◆ **AIM**
Count the lines in the items below that contain the word "stone", and give only that number.

◆ **RAW RECORDS**
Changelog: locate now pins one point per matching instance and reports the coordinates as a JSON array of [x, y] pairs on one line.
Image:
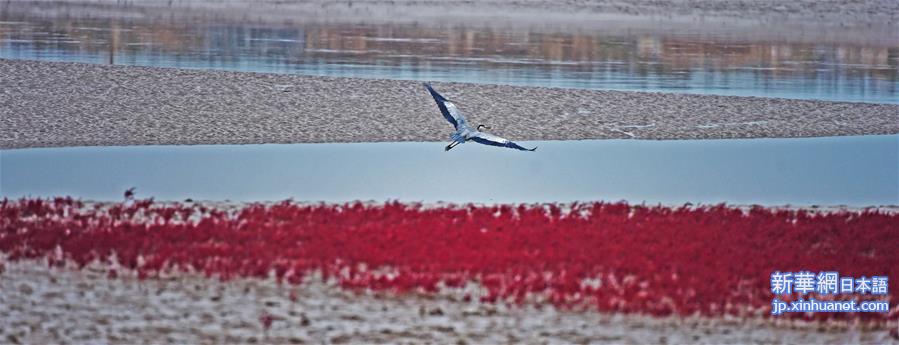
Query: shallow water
[[708, 62], [856, 171]]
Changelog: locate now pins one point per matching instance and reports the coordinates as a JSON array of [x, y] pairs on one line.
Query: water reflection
[[678, 62], [858, 171]]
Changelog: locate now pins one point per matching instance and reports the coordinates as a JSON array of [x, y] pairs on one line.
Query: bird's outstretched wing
[[490, 139], [449, 110]]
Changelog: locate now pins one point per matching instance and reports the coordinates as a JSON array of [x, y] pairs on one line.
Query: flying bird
[[464, 132]]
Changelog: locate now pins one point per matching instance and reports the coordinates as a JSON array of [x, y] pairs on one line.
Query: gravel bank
[[42, 305], [68, 104]]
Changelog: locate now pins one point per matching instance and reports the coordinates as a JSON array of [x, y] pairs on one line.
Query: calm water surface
[[705, 63], [857, 171]]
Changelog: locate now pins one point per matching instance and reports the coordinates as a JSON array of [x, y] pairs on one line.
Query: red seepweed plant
[[710, 260]]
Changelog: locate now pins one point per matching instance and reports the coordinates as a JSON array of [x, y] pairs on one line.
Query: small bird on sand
[[463, 131]]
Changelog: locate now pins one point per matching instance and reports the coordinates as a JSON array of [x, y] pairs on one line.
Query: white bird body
[[464, 132]]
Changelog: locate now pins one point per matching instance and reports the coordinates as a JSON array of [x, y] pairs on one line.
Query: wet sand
[[46, 104], [63, 305]]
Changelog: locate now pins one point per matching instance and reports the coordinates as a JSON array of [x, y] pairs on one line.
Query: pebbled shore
[[45, 104]]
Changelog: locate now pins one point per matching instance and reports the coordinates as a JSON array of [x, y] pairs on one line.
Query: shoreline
[[54, 104]]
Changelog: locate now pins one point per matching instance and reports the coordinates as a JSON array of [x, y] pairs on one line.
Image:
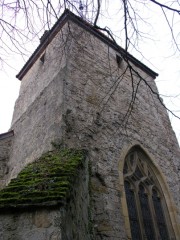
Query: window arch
[[147, 210]]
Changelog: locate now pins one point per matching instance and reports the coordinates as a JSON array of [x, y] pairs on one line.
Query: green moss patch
[[48, 179]]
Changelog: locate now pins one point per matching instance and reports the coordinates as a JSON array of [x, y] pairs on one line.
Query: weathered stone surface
[[40, 224], [85, 99]]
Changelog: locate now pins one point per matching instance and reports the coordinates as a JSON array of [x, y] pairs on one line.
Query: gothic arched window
[[147, 210]]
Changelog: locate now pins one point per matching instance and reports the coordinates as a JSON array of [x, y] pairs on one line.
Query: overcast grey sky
[[158, 54]]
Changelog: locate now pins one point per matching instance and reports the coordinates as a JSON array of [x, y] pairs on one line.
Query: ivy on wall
[[46, 181]]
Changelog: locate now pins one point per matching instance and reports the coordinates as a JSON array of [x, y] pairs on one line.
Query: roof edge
[[68, 15]]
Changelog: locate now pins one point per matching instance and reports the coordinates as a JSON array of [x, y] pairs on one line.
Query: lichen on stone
[[48, 179]]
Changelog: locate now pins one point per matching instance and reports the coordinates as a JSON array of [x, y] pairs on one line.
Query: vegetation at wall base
[[47, 180]]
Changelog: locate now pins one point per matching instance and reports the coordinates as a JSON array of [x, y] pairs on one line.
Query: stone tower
[[80, 90]]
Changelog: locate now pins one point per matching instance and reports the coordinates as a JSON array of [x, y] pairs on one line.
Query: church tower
[[81, 91]]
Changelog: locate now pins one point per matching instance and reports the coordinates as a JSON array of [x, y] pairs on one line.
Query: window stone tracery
[[147, 210]]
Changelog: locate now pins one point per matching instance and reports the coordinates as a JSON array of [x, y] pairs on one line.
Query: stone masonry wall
[[67, 222], [6, 140], [37, 119], [98, 98], [87, 103]]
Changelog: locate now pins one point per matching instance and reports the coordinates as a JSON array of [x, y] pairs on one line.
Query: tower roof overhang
[[66, 16]]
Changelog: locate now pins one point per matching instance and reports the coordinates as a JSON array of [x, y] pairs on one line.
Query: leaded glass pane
[[161, 224], [146, 214], [132, 210]]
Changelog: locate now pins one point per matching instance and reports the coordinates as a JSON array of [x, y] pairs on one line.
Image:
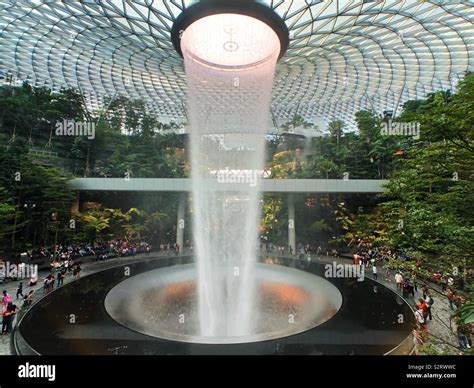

◆ **THE ANSWER**
5